I don't particularly want to see some within USArchery decide who is or isn't a "really good coach." I already have enough of an issue with the NON-merit based certification approach we use now.


----------



## Moebow (Jul 8, 2010)

How about issuing ONE "coach's pass" to each participant in their registration package? They in turn give that ONE pass to the "person" of their choice. That would make the "one coach per shooter" simple and end folks just buying passes for proximity purposes. Just a thought.

Arne


----------



## XForce Girl (Feb 14, 2008)

Moebow said:


> How about issuing ONE "coach's pass" to each participant in their registration package? They in turn give that ONE pass to the "person" of their choice. That would make the "one coach per shooter" simple and end folks just buying passes for proximity purposes. Just a thought.
> 
> Arne


I like that, but USA Archery will still want their $20


----------



## Serious Fun (May 12, 2003)

RickBac said:


> I saw few at the AZ Cup used as a way to sit with their archer. No coaching was being done.


Its humorous but sad.
Parents, family, coaches, instructors and club leaders pass credentials around or wear expired coach credentials backwards. When confronted and corrected, they would drift out of the archers area until I have moved on and then drift back in. Watching the dance is almost comical. I feel bad for the few that follow the rules, they are considered fools by the rules breakers for following the rules. A sad circumstance for a sport that depends on integrity. Members that have agreed to the code of ethics don’t think the rules are meant for them. Yet they will be the first to cry foul when someone else break the rules when it effects them. Maybe the solution is to raise the entry fee to pay for a huge archers area with access, chairs, tents and bottled water for everyone.


----------



## limbwalker (Sep 26, 2003)

Glad to see that post Bob because it's spot-on.

Fact is, there is a large contingent within USArchery ranks (parents, coaches, archers and even sometimes officials and staff) who believe they are above the rules. I'm one of those rule followers who would be considered a fool by the rule breakers. I may protest loudly, but I do follow the rules sometimes to a fault. 

I'm very glad you are seeing the same thing I and many others are seeing. It seems that there has become a "club" that one either fits in, or does not, within USArchery. If one is "in" then it really doesn't matter how they behave or what they do, nobody corrects them. If one is "out" then they are ostracized. It's been this way for a while now. We all know who most of the players are. 

I think it's high time USArchery start to crack down on this. With penalties, as Kevin suggested. Penalize a few "known" rule-breakers and then we'll see some changes. Otherwise, it's only going to get worse. It's barely even tolerable now.

## WRITTEN TASKS:
(1) Do these statements agree with the forum thread about coach passes? For each, answer yes or no and quote the words of the thread that decide it. (a) Moebow proposes putting a single coach's pass in each participant's registration package. (b) XForce Girl expects USA Archery to drop its fee under that plan. (c) limbwalker says he does not follow the rules.
(2) How would you put this sentence from the forum thread about coach passes into Spanish: "Maybe the solution is to raise the entry fee to pay for a huge archers area with access, chairs, tents and bottled water for everyone."
(3) Could you extend the forum thread about coach passes with a few sentences that follow on from its final sentence?

## INFORMATION SHOWN:

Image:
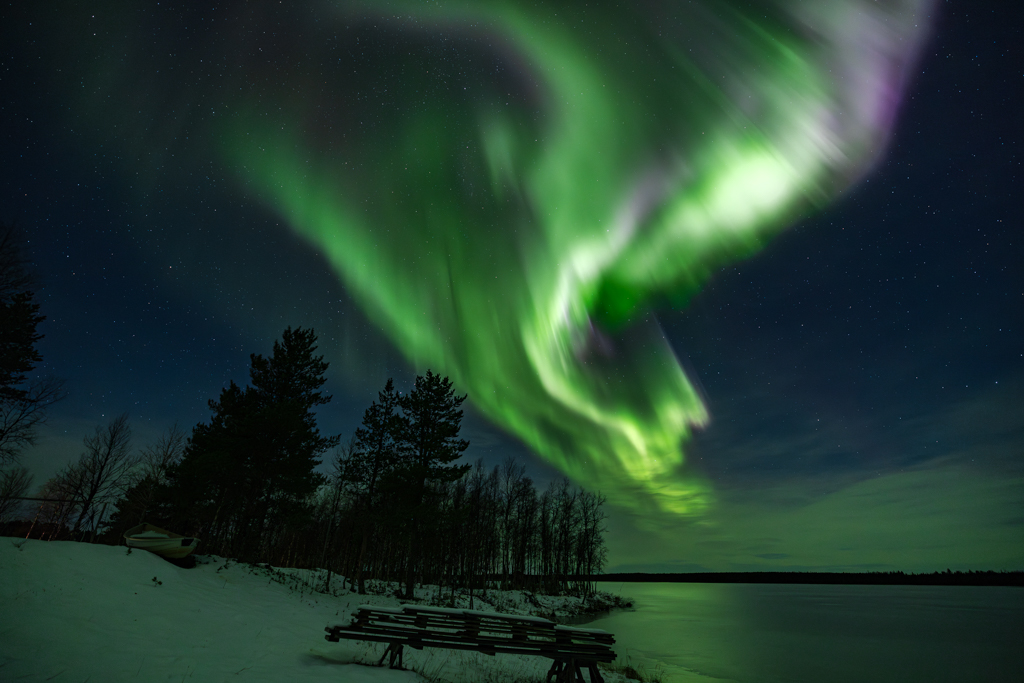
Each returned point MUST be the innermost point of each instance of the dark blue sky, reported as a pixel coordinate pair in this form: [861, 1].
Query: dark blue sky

## OUTPUTS IN ORDER:
(1)
(a) Yes: "How about issuing ONE "coach's pass" to each participant in their registration package?"
(b) No: "USA Archery will still want their $20"
(c) No: "I do follow the rules sometimes to a fault."

(2) Quizás la solución sea subir la cuota de inscripción para pagar una enorme zona de arqueros con acceso, sillas, carpas y agua embotellada para todos.

(3)
If there is any question about who should be put in charge of enforcing these rules, there shouldn't be. Jane Johnson would come down hard and without prejudice and I would put her in charge of matters such as this at any event I could.


----------



## RickBac (Sep 18, 2011)

Education is the key at local events. We continually remind parents they are not allowed to just stand at the waiting line unless they are coaching or spotting for their archer. Our archers know they need to let their competitors compete without disrupting them. Our clubs do a good job keeping this in check.

At the Cup there were several people going through the crowd to make sure they had proper credentials. I was asked twice to see mine.


----------



## Matt Z (Jul 22, 2003)

Can it be assigned on a club basis? Can the club president identify who coaches are and who receives credentials each year (not event). It's the coach's responsibility to bring the credential with them and sign in at the event with identification vs. buying it on an as needed basis?


----------



## Serious Fun (May 12, 2003)

RickBac said:


> Education is the key at local events. We continually remind parents they are not allowed to just stand at the waiting line unless they are coaching or spotting for their archer. Our archers know they need to let their competitors compete without disrupting them. Our clubs do a good job keeping this in check.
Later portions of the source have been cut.